* _Set exercise 1_
Answer these questions about the conversation on food as art:
(a) What Indonesian ceremonial dish did Moira make for an event?
(b) What kind of event was that piece shown at, according to Liam?
(c) Which person does Claire ask about as a possible food artist?

* _Selection_
CLAIRE
Now we wait for the tenders to arrive.
MOIRA
Still can’t believe I’ve never had the Grill’d tenders when you’re this hype about them.
CLAIRE
Insanity.
MOIRA
So Claire, I’ve been having thoughts. Do you think food is art? I’ve been seeing chefs or cooks appear on artist panels, I’ve been seeing new Food Art Masters degrees in Europe. But I think there’s a part of calling food art that gives me the ick, and I wanna unpack that. Liam, you’re here too. Do you have thoughts?
LIAM
I think food can be art. I don't think food inherently is or is not art, but it definitely has potential to be. There's some interesting grey areas… food which is presented artistically, but ultimately still functions as food more than art because the point is to eat it. Or food which is presented plainly, but in an art context, with no intention of it being eaten.
CLAIRE
Moira, would you say that amazing event you did with the rice towers was art?
MOIRA
In a way, in the sense that I was using rice as a material. Context for readers, I made a freaky nasi tumpeng, which is an Indonesian ceremonial dish, for an event. It involved making sculptural towers of rice, and landscapes of rivers and shit with side dishes, and built tables and a room around it.
CLAIRE
And then everyone ate it.
MOIRA
And everyone ate it.
CLAIRE
So, food beyond sustenance.
LIAM
The other part of that piece is the context that it was at an experimental music event with a lot of arty people. In that space, it's going to be interpreted more as creative work than pure sustenance. I think it's interesting when it crosses over to being so art that it's not food anymore.
CLAIRE
Food through the creative lens, with visual representation being of greater importance than taste. Is someone like Laila Gohar a food artist?
MOIRA
I actually don't know this person.
CLAIRE
Okay. That is, like, one of the most upsetting things I've ever heard. Give me my phone. You've never heard of Laila Gohar?

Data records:

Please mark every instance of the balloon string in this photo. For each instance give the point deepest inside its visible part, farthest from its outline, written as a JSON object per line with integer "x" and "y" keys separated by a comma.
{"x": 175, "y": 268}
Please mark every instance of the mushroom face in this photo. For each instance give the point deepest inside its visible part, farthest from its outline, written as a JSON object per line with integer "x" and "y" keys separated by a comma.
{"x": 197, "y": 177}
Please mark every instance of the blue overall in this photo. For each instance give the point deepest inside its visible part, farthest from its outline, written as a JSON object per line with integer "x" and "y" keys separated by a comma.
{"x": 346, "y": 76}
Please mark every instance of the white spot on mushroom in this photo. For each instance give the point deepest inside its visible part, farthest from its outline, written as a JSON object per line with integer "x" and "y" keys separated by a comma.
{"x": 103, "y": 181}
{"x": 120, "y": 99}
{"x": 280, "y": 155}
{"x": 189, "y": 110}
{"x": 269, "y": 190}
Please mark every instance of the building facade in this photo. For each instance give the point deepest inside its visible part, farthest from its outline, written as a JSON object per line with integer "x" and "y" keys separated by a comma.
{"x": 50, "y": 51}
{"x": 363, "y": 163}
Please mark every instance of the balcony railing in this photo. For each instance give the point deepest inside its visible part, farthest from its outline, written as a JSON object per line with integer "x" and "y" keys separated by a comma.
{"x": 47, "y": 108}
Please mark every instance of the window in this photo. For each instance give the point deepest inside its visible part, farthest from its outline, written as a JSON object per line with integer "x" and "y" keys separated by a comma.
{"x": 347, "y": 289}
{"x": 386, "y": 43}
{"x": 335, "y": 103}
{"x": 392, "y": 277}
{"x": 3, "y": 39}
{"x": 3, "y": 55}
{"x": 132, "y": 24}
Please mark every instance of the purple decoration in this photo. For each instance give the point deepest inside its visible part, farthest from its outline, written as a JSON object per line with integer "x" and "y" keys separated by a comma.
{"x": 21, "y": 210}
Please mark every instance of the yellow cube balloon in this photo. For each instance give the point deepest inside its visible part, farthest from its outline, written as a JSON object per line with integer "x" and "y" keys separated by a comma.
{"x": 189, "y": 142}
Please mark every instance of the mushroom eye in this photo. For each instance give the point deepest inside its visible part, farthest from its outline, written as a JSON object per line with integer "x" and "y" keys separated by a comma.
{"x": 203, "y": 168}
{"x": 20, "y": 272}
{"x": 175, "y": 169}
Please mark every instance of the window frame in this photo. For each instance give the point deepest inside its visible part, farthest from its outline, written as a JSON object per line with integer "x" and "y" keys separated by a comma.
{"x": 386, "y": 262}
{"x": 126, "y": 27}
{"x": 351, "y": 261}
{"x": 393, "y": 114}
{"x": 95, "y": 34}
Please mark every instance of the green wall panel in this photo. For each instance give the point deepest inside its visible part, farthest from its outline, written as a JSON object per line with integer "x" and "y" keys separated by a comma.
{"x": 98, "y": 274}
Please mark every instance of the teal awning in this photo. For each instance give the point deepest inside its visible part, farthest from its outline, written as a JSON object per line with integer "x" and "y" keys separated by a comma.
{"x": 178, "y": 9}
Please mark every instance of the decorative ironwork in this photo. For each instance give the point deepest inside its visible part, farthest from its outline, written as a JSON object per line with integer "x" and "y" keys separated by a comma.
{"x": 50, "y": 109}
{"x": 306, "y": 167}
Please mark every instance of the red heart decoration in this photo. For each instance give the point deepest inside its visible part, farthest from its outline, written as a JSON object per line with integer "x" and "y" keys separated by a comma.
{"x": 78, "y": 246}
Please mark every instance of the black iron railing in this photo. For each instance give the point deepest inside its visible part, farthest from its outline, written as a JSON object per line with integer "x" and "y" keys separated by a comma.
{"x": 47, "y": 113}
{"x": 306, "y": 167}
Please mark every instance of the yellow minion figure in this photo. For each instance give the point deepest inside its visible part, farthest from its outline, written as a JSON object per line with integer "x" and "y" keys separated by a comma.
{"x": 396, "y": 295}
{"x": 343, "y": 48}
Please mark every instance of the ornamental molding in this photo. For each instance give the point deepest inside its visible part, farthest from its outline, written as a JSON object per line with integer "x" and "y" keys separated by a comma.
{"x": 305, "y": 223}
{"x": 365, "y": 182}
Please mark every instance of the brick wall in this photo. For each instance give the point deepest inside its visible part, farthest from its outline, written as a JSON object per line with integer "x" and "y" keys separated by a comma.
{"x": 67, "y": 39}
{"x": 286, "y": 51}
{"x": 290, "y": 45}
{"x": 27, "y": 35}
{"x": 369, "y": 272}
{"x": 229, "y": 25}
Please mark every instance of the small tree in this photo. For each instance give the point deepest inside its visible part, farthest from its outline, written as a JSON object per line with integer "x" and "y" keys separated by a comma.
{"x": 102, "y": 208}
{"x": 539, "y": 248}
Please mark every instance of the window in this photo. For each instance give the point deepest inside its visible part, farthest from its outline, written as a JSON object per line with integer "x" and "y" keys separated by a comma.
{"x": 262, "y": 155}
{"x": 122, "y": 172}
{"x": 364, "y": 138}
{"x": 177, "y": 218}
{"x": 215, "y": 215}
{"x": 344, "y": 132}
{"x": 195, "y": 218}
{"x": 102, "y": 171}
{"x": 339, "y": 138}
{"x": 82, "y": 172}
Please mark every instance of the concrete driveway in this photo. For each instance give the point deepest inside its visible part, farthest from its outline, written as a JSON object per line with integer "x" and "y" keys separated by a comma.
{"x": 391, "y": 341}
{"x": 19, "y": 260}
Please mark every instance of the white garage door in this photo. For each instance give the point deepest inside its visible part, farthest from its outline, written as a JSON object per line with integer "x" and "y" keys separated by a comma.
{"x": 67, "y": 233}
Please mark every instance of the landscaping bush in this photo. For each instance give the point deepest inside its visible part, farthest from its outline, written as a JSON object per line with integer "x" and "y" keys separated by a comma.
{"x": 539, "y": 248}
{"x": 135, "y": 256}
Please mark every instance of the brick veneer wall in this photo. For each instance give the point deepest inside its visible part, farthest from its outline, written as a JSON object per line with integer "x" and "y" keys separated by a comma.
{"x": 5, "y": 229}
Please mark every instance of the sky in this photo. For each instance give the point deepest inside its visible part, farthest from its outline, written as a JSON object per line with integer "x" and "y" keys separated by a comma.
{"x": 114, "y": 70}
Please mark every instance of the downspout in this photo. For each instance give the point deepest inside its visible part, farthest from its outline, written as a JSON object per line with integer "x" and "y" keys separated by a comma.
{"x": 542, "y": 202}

* _Set exercise 2_
Copy out the records from the line containing "Please mark every instance of the sky" through the end of the records, including both ends.

* _Correct answer 1_
(a) A nasi tumpeng.
(b) An experimental music event with a lot of arty people.
(c) Laila Gohar.

* _Correct answer 2_
Please mark every instance of the sky in this photo. For each instance give the point deepest inside its visible part, farthest from its outline, written as a JSON object per line with integer "x" and "y" keys separated by a comma.
{"x": 114, "y": 70}
Please mark every instance of the downspout in this photo. For each instance give the point deepest inside its visible part, farthest from its outline, written as a JSON object per line with integer "x" and "y" keys separated by a comma.
{"x": 542, "y": 202}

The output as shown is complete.